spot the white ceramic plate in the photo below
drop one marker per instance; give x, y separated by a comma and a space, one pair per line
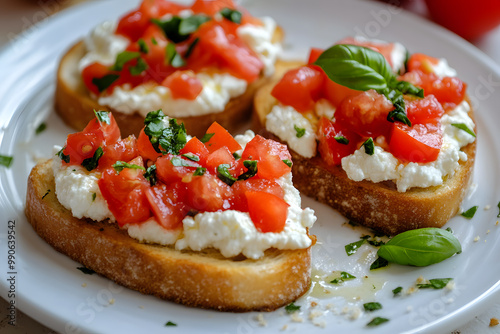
49, 288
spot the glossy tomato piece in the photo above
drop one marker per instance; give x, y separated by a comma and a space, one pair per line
365, 114
221, 138
419, 143
125, 193
300, 88
208, 193
268, 212
426, 110
167, 204
183, 85
270, 155
332, 151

_ _ _ _ _

▸ WHAT TO PRODUCE
Please rewrite all of the entries above as a JSON list of strings, with one string for each line and no blank lines. Leave the pictures out.

▸ WRITTEN SOLUTION
[
  "spot the white ceramic plate in the photo below",
  "drop one marker per instance; give x, y separated by a comma and a space, one pair per line",
  "49, 288",
  "spot the glossy tomato piece in the photo above",
  "drop one marker per instance; give x, y separated by a comma and a space, one pair per line",
  "365, 114",
  "221, 138",
  "419, 143",
  "125, 193",
  "300, 88",
  "208, 193",
  "268, 212",
  "426, 110",
  "167, 204",
  "183, 85",
  "270, 155",
  "332, 151"
]